◆ PROBLEM DETAILS ◆
The expected answer is the set of lines in the data below between the line holding "Need: indicate the storefront" and the line holding "Need: indicate the small", inclusive, written out exactly.

──────── DATA FOR PROCESSING

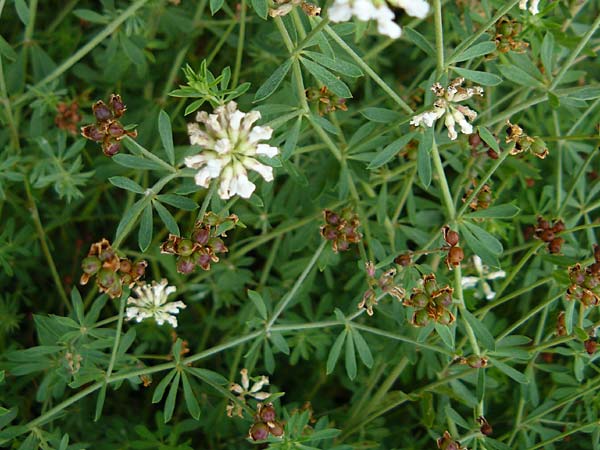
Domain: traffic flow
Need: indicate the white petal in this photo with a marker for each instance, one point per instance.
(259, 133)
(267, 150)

────────────────
──────── DATA FOR PROCESSING

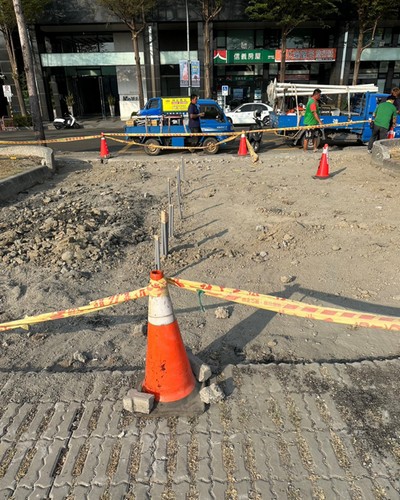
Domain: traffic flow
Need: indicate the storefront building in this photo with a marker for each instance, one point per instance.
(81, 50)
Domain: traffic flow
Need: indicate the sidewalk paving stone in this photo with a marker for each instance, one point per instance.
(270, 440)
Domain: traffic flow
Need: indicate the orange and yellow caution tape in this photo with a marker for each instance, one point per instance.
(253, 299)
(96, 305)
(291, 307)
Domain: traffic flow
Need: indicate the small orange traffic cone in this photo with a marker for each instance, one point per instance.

────────────────

◆ EXERCISE RESULT ◆
Need: indicate the storefront building in this photo with a marker for each instance, one point per instance.
(81, 50)
Domain: traffic flow
Need: indicate the sidewalk paving stone in this photo with a marker for each instance, one point per instance.
(270, 440)
Domain: traffic flow
Need: indicate the orange and yellow caution tape in this photo with a marker for each instance, one point per instance.
(253, 299)
(96, 305)
(291, 307)
Domain: traffic flow
Need: indicate the small orange traffic cone in this photo with a marker for each instance, one point per instance.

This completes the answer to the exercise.